### Текстовый блок
-----
Легко себе представить, как отразилось это семейное горе на впечатлительном Чезаре, так беззаветно любившем свою молодую подругу жизни. На первых порах казалось, что безутешный супруг не выдержит этого жестокого удара судьбы, лишившей его самого дорогого в жизни, теперь потерявшей для него всякое значение, подвинет его на какой-нибудь отчаянный поступок для насильственного сокращения опостылевшего существования, которое пришлось бы влачить в беспросветном одиночестве. На деле вышло, однако, совершенно иначе. Психологически неразрешимая загадка разрешилась таким сюрпризом, который менее всего можно было ожидать от такого любящего супруга, каким был Чезаре. Недолго продолжалось его вдовство, и 4 июня 1774 года он сочетался законным браком с дочерью графа Барнаба-Барбо, донной Анной. От этого брака родился сын Джулио, переживший свою сестру Джулию на десять лет. Он скончался в 1858 году. Со смертью этого последнего отпрыска Чезаре прекратился род Беккариа-Бонесана. Братья его не оставили никакого потомства.
-----
### Раздел данных

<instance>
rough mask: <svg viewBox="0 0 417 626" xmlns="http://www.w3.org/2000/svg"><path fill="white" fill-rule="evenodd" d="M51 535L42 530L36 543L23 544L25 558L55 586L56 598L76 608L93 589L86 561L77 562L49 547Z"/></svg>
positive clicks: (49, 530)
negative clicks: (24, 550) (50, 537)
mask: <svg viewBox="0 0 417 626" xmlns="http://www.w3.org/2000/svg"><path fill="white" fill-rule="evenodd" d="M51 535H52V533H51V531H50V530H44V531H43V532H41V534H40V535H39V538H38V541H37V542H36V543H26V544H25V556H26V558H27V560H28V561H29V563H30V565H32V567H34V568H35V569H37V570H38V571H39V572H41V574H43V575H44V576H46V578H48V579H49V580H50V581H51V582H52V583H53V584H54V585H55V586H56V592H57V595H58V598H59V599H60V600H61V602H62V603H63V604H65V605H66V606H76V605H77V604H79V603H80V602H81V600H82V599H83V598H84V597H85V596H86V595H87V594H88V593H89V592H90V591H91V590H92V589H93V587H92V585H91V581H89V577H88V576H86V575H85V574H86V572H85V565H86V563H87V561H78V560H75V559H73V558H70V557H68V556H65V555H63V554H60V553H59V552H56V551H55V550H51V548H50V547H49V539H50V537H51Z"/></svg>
-----
### Условие задачи
Верни полностью текст о втором браке Чезаре, ничего в нём не меняя.

### Ответ на задание
Легко себе представить, как отразилось это семейное горе на впечатлительном Чезаре, так беззаветно любившем свою молодую подругу жизни. На первых порах казалось, что безутешный супруг не выдержит этого жестокого удара судьбы, лишившей его самого дорогого в жизни, теперь потерявшей для него всякое значение, подвинет его на какой-нибудь отчаянный поступок для насильственного сокращения опостылевшего существования, которое пришлось бы влачить в беспросветном одиночестве. На деле вышло, однако, совершенно иначе. Психологически неразрешимая загадка разрешилась таким сюрпризом, который менее всего можно было ожидать от такого любящего супруга, каким был Чезаре. Недолго продолжалось его вдовство, и 4 июня 1774 года он сочетался законным браком с дочерью графа Барнаба-Барбо, донной Анной. От этого брака родился сын Джулио, переживший свою сестру Джулию на десять лет. Он скончался в 1858 году. Со смертью этого последнего отпрыска Чезаре прекратился род Беккариа-Бонесана. Братья его не оставили никакого потомства.